WORK REQUEST A: Copy the passage on thinking errors word for word, from "Ex. If our manager" to "skills being insufficient.".
WORK REQUEST B: Write what comes next in the text on thinking errors, picking up after its last sentence.

GIVEN TEXT:

Despite the incredible processing power of our brain, it can produce some pretty whacky, irrational thoughts. Thinking errors (commonly called cognitive distortions) are a prime example. This type of thinking causes us to perceive reality inaccurately and can lead to emotional distress. Below are 10 of the most common thinking errors to be mindful of.
Commonly referred to as black and white thinking, all-or-nothing thinking is inflexible and absolute. It doesn’t allow us to consider the “gray area.”
Ex. If we meet a new friend we may think, “They’re great! I love them so much!” However, if we have a disagreement we may think, “They’re the worst. I hate them, and I’m never talking to them again!” Obviously, this can make having long-term relationships difficult.
Outside of relationships, it creates inconsistency and can impair motivation and confidence
Overgeneralization means turning exceptions into rules. When we take the outcome of an isolated incident and apply it to all similar future events, we’re overgeneralizing.
Ex. If we interview for a job and don’t get it, we may believe that we’ll never be employed.
This type of thinking leads to feelings of hopelessness, or inaccurate assumptions about ourselves, others, and the world.
Filtering is the opposite of overgeneralizing. When we hyper-focus on one element of a situation but ignore its entirety, we’re filtering.
Ex. If our manager gives us constructive feedback, they may provide both praise and areas for improvement. Maybe they tell us that our sales numbers are amazing, our customer service could use some work, and our reports are organized. Instead of taking in the praise, we only focus on our customer service skills being insufficient.
Focusing solely on the negative can lead to feelings of depression, inadequacy, and hopelessness.
Discounting the Positive
Discounting the positive is like filtering but rather than being ignored, the upside is completely rejected. Positives may be explained away as coincidence or luck. Even when a positive outcome is the result of direct action, we may discount it.

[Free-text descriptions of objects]
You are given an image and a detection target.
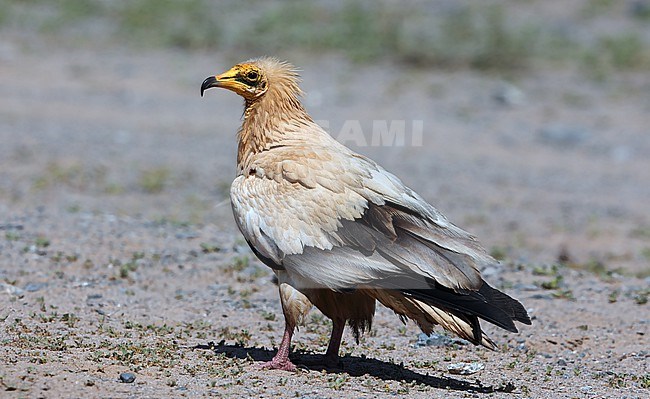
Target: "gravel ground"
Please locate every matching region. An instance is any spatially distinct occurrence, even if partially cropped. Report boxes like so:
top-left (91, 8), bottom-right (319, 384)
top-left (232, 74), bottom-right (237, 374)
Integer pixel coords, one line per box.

EXERCISE OUTPUT A:
Ex. If our manager gives us constructive feedback, they may provide both praise and areas for improvement. Maybe they tell us that our sales numbers are amazing, our customer service could use some work, and our reports are organized. Instead of taking in the praise, we only focus on our customer service skills being insufficient.

EXERCISE OUTPUT B:
Ex. Say we submit an original art piece to a competition, and win. Instead of acknowledging our talent and dedication, we may attribute our success to chance.
This thinking error causes us to dismiss our strengths and abilities. Because we believe all positives result from luck, we don’t believe we can recreate successful outcomes. Thus, we don’t trust our own abilities.
Mind reading can otherwise be called jumping to conclusions. It’s the act of trying to predict how someone will react, or how they’re feeling, evidence or not.
The conclusions we reach while mind reading are often incorrect.
Ex. Suppose we’re hanging out with friends at a trivia night. If we answer a question incorrectly, we may think, “My friends think I’m dumb, and won’t ask me to play trivia with them ever again.”
When we mind read, we may think people hold unfavorable beliefs about us. This can lead to depression and anxiety, particularly social anxiety.
Labeling is an extreme form of all-or-nothing thinking. It’s the practice of making wide-sweeping judgements about a person (ourselves included), instead of their actions. We then assign them a label; during future interactions, we see them through the label we’ve assigned.
Ex. Perhaps we’re speaking with a friend who didn’t get much sleep the night before and is having a rough day. If they’re cranky with us, we may label them irritable. Now, each time we speak to them we approach them with the expectation that they’ll be grouchy.
This rigid approach doesn’t allow for human error, or forgiveness.
Personalization happens when we blame ourselves or others for circumstances that cannot be entirely attributed to one person.
Ex. If our family home becomes messy, we may call ourselves a lazy, bad homemaker. Realistically, we may have busy careers, family members may not be pulling their weight, and we may not have a chore schedule. We may just be tired.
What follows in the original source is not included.